**Dataset excerpts:**
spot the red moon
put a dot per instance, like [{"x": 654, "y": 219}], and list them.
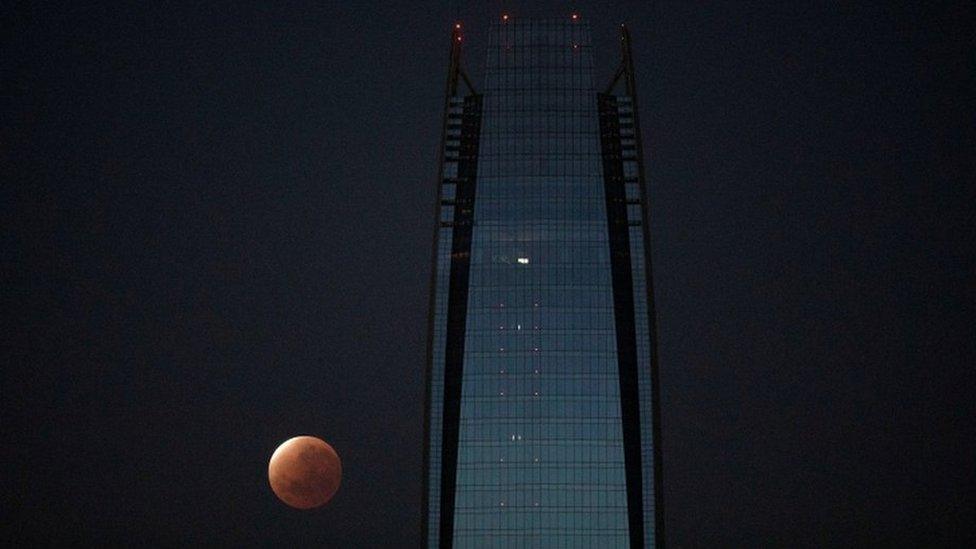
[{"x": 305, "y": 472}]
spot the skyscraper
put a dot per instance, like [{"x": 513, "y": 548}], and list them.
[{"x": 541, "y": 420}]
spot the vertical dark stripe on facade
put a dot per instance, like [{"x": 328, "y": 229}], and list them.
[
  {"x": 457, "y": 309},
  {"x": 623, "y": 310}
]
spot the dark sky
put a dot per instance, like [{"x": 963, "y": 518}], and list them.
[{"x": 216, "y": 226}]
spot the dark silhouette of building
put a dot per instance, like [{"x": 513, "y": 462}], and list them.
[{"x": 542, "y": 418}]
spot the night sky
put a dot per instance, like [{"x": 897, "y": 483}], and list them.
[{"x": 216, "y": 225}]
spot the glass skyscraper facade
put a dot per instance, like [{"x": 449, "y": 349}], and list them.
[{"x": 542, "y": 421}]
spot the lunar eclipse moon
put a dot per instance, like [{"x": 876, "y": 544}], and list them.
[{"x": 305, "y": 472}]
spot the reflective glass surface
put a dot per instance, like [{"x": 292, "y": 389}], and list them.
[{"x": 540, "y": 460}]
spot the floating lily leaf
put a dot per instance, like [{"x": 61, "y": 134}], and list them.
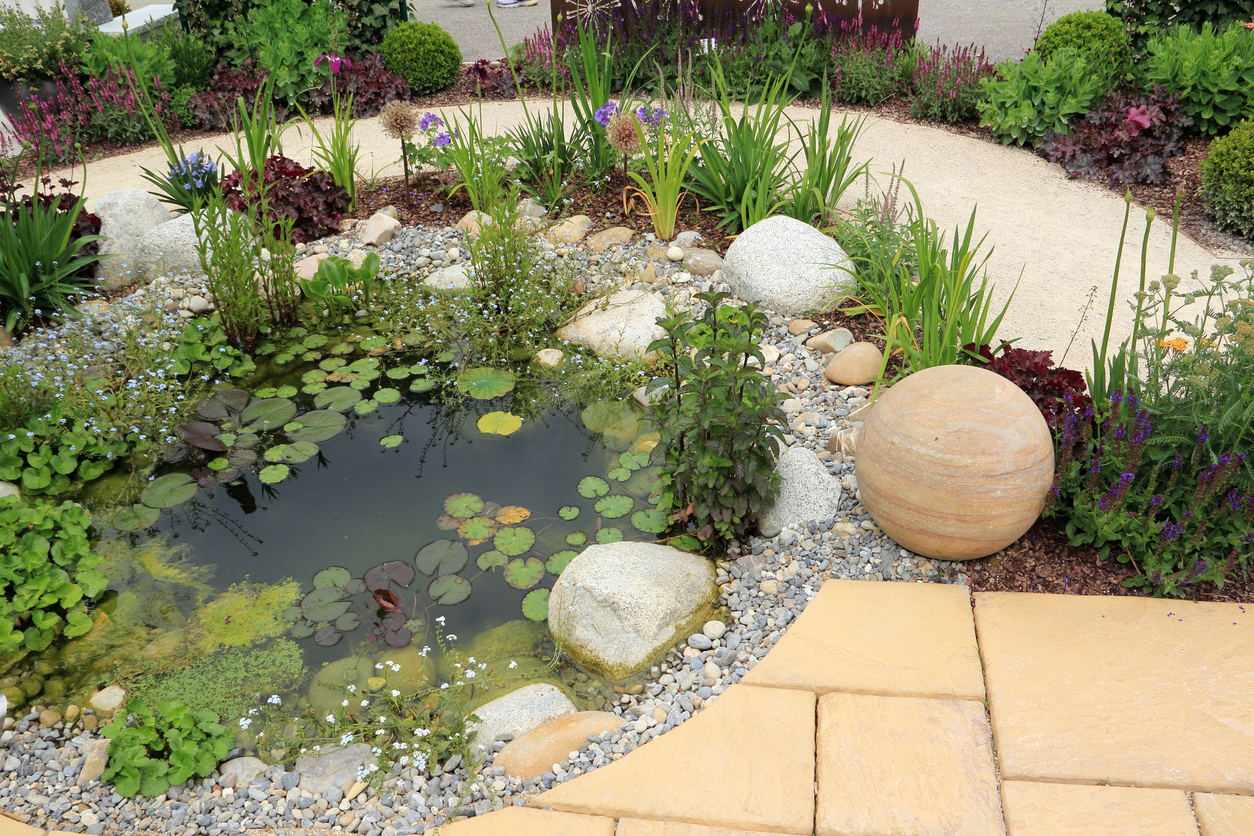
[
  {"x": 449, "y": 589},
  {"x": 442, "y": 558},
  {"x": 463, "y": 505},
  {"x": 327, "y": 636},
  {"x": 610, "y": 535},
  {"x": 615, "y": 506},
  {"x": 512, "y": 514},
  {"x": 391, "y": 572},
  {"x": 484, "y": 384},
  {"x": 273, "y": 474},
  {"x": 651, "y": 522},
  {"x": 134, "y": 518},
  {"x": 477, "y": 529},
  {"x": 514, "y": 539},
  {"x": 268, "y": 412},
  {"x": 168, "y": 491},
  {"x": 524, "y": 573},
  {"x": 339, "y": 399},
  {"x": 559, "y": 560},
  {"x": 593, "y": 486},
  {"x": 536, "y": 604},
  {"x": 499, "y": 424},
  {"x": 332, "y": 577},
  {"x": 320, "y": 425},
  {"x": 489, "y": 560}
]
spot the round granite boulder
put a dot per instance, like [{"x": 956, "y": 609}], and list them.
[{"x": 954, "y": 463}]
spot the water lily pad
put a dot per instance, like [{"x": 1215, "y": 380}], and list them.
[
  {"x": 593, "y": 486},
  {"x": 168, "y": 491},
  {"x": 524, "y": 573},
  {"x": 442, "y": 558},
  {"x": 391, "y": 572},
  {"x": 489, "y": 560},
  {"x": 268, "y": 412},
  {"x": 483, "y": 384},
  {"x": 339, "y": 399},
  {"x": 610, "y": 535},
  {"x": 134, "y": 518},
  {"x": 449, "y": 589},
  {"x": 332, "y": 577},
  {"x": 559, "y": 560},
  {"x": 477, "y": 529},
  {"x": 499, "y": 424},
  {"x": 615, "y": 506},
  {"x": 536, "y": 604},
  {"x": 320, "y": 425},
  {"x": 651, "y": 522},
  {"x": 273, "y": 474},
  {"x": 463, "y": 505}
]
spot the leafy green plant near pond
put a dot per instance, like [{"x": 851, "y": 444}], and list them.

**Work to be completed:** Every line above should be returned word for word, with the pictures left behind.

**The completed task:**
spot the red moon
put a dot per instance, like [{"x": 654, "y": 219}], and list them.
[{"x": 305, "y": 472}]
spot the skyscraper
put a dot per instance, like [{"x": 513, "y": 548}], and list them.
[{"x": 541, "y": 420}]
spot the vertical dark stripe on facade
put a dot per instance, like [{"x": 328, "y": 229}], and list them.
[
  {"x": 457, "y": 309},
  {"x": 623, "y": 310}
]
spot the dark sky
put a dot per instance, like [{"x": 963, "y": 518}], and list them.
[{"x": 216, "y": 226}]
spot the dark silhouette of building
put a dot per instance, like [{"x": 513, "y": 462}], and list them.
[{"x": 542, "y": 418}]
spot the night sky
put a dot per instance, like [{"x": 897, "y": 483}], and list them.
[{"x": 216, "y": 225}]
spot the glass skyscraper facade
put a dot per instance, like [{"x": 449, "y": 349}], and list them.
[{"x": 542, "y": 421}]
spot the lunar eclipse moon
put a dot per instance, like [{"x": 876, "y": 544}], and list them.
[{"x": 305, "y": 472}]
spot the reflective glass surface
put a dot per instance, like [{"x": 292, "y": 389}], and list them.
[{"x": 540, "y": 460}]
spot the floating lily leaf
put a dot per instance, like [{"x": 61, "y": 134}], and list them.
[
  {"x": 449, "y": 589},
  {"x": 442, "y": 558},
  {"x": 463, "y": 505},
  {"x": 327, "y": 636},
  {"x": 610, "y": 535},
  {"x": 615, "y": 506},
  {"x": 512, "y": 514},
  {"x": 391, "y": 572},
  {"x": 484, "y": 384},
  {"x": 273, "y": 474},
  {"x": 651, "y": 522},
  {"x": 134, "y": 518},
  {"x": 477, "y": 529},
  {"x": 514, "y": 539},
  {"x": 268, "y": 412},
  {"x": 168, "y": 491},
  {"x": 524, "y": 573},
  {"x": 339, "y": 399},
  {"x": 559, "y": 560},
  {"x": 593, "y": 486},
  {"x": 536, "y": 604},
  {"x": 499, "y": 424},
  {"x": 332, "y": 577},
  {"x": 320, "y": 425},
  {"x": 489, "y": 560}
]
spot the round granite boulder
put a dot per instance, like [{"x": 956, "y": 609}], and list them.
[{"x": 954, "y": 463}]
spot the water lily pad
put a dot per instance, like [{"x": 1215, "y": 380}], and list them.
[
  {"x": 593, "y": 486},
  {"x": 168, "y": 491},
  {"x": 524, "y": 573},
  {"x": 442, "y": 558},
  {"x": 391, "y": 572},
  {"x": 489, "y": 560},
  {"x": 268, "y": 412},
  {"x": 483, "y": 384},
  {"x": 339, "y": 399},
  {"x": 610, "y": 535},
  {"x": 134, "y": 518},
  {"x": 449, "y": 589},
  {"x": 332, "y": 577},
  {"x": 559, "y": 560},
  {"x": 477, "y": 529},
  {"x": 499, "y": 424},
  {"x": 615, "y": 506},
  {"x": 536, "y": 604},
  {"x": 320, "y": 425},
  {"x": 651, "y": 522},
  {"x": 273, "y": 474},
  {"x": 463, "y": 505}
]
spot the leafy green plant near pond
put a dot per instance, like [{"x": 851, "y": 444}], and list them.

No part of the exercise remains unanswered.